### SUPPLIED TEXT

━━━━

Your workflow should automate downloading or generating data to ensure that it uses the correct, up-to-date version of the data. In this example, you can download data with a simple shell script:

#!/bin/sh
cd $1

wget "https://s3.amazonaws.com/drivendata-prod/data/66/public/test_set_features.csv" --no-check-certificate
wget "https://s3.amazonaws.com/drivendata-prod/data/66/public/training_set_labels.csv" --no-check-certificate
wget "https://s3.amazonaws.com/drivendata-prod/data/66/public/training_set_features.csv" --no-check-certificate

echo "Files downloaded: $(ls)"

Now, wrap this step using a Popper workflow. In a new file wf.yml at the root of the folder,

steps:
- id: "dataset"
  uses: "docker://jacobcarlborg/docker-alpine-wget"
  args: ["src/get_data.sh", "data"]

Notes:

  • pick a Docker image that contains the necessary utilities. For instance, a default Alpine image does not include wget.

Using JupyterLab

This sections explains how to use Popper to launch Jupyter notebooks, which are a useful tool for exploratory work. Refactoring successful experiments into your final workflow is easier if you keep the software environment consistent between both, which you can do by defining a container shared between steps.

Some workflows will require multiple containers (and Dockerfiles), so it is good practice to organize these from the start in a seperate folder. In containers/, create this Dockerfile:

FROM continuumio/miniconda3:4.8.2
ENV PYTHONDONTWRITEBYTECODE=true 
# update conda environment with packages and clean up conda installation by removing 
# conda cache/package tarbarlls and python bytecode
COPY containers/environment.yml .
RUN conda env update -f environment.yml \
    && conda clean -afy \
    && find /opt/conda/ -follow -type f -name '*.pyc' -delete 
CMD [ "/bin/sh" ] 

Use a separate environment.yml file to define your Python environment. This avoids modifying the Dockerfile manually each time you need a new Python package. Create containers/environment.yml:

name: base
channels:
  - conda-forge
  - base
dependencies:
  - jupyterlab=1.0

To launch JupyterLab, first add a new step to your workflow in wf.yml

- id: "notebook"
  uses: "./containers/"

━━━━

### EXTRACTED INFORMATION
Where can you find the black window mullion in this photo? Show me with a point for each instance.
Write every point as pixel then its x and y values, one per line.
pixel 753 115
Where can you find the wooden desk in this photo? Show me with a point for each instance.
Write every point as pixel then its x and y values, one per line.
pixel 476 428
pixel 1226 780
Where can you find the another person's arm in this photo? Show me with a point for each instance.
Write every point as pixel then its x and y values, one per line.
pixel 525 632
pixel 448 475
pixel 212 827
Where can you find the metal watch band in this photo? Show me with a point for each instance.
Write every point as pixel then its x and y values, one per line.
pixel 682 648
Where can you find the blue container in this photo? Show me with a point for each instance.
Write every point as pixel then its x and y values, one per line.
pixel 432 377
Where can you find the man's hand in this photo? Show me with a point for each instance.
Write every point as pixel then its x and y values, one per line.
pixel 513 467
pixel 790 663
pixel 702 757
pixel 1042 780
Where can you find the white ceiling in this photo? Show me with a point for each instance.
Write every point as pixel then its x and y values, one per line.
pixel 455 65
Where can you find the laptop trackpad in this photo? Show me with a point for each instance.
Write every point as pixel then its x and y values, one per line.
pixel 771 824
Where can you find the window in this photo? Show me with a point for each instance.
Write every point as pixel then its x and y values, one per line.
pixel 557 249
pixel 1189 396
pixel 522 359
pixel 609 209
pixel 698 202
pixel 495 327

━━━━

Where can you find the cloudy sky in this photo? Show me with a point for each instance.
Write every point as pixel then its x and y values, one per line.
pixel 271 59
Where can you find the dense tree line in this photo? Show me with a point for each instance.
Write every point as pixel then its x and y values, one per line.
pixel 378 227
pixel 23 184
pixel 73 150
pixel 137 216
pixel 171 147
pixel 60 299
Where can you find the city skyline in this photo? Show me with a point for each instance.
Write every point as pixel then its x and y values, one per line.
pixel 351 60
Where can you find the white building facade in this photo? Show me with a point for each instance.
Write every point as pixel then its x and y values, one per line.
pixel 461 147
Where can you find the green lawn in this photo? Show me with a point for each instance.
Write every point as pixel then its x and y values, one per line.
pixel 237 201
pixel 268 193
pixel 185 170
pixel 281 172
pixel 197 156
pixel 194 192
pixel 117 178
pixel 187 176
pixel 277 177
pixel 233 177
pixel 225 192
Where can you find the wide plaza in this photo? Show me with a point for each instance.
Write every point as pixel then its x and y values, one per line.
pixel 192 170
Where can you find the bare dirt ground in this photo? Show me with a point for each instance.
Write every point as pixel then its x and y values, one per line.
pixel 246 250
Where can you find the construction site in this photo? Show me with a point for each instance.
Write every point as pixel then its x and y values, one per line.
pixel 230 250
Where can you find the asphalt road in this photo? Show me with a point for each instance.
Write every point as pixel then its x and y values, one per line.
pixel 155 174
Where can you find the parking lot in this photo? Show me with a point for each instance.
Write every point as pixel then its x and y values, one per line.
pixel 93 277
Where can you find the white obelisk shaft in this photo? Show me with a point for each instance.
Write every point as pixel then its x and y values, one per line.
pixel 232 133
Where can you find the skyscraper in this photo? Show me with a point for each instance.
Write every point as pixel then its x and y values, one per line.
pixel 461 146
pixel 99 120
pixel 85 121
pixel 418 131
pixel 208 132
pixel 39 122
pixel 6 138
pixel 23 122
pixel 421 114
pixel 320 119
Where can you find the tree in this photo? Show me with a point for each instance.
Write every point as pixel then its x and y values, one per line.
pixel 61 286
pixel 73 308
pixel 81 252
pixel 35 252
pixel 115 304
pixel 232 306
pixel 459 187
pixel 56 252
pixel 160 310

━━━━

### EXERCISE SET
• 1. Answer these questions from the Popper tutorial, one answer per line, marked the same way:
(a) Which Docker image does the "dataset" step use?
(b) Which base image does the Dockerfile start from?
(c) Which version of jupyterlab does environment.yml list?
• 2. In the Popper tutorial, rewrite the paragraph beginning "This sections explains how to use Popper" in a shorter form that keeps its main facts.
• 3. Continue the Popper tutorial from the point where it stops.
The material placed between the Popper tutorial and this note comes from a different source.

### ANSWERS TO THE PROBLEMS
• 1.
(a) docker://jacobcarlborg/docker-alpine-wget
(b) continuumio/miniconda3:4.8.2
(c) 1.0

• 2. Popper can launch Jupyter notebooks, which help with exploratory work. Keeping the software environment the same in both, by defining a container shared between steps, makes it easier to refactor successful experiments into the final workflow.

• 3.
  args: ["jupyter", "--version"] 
  options: 
    ports: 
      8888/tcp: 8888

Notes:

  • uses is set to ./containers/ which tells Popper where to find the Dockerfile defining the container used for this step
  • ports is set to {8888/tcp: 8888} which is necessary for the host machine to connect to the Jupyter Lab server in the container

Next, in the local command line, execute the notebook step in interactive mode:

popper sh -f wf.yml notebook

Now, in the Docker container’s command line:

jupyter lab --ip 0.0.0.0 --no-browser --allow-root 

Skip this second step if you only need the shell interface.

Notes:

  • --ip 0.0.0.0 allows the user to access JupyterLab from outside the container (by default, Jupyter only allows access from localhost).
  • --no-browser tells jupyter to not expect to find a browser in the docker container.
  • --allow-root runs JupyterLab as a root user (the recommended method for running Docker containers), which is not enabled by default.

Open the generated link in a browser to access JupyterLab.

Using other container engines

The above steps are for Docker. If you use Singularity, omit

options:
  ports:
    8888/tcp: 8888

Which is not needed because Singularity has no network isolation

Package management

It can be difficult to guess in advance which software libraries are needed in the final workflow. Instead, update the workflow requirements as you go using one of the package managers available for Python.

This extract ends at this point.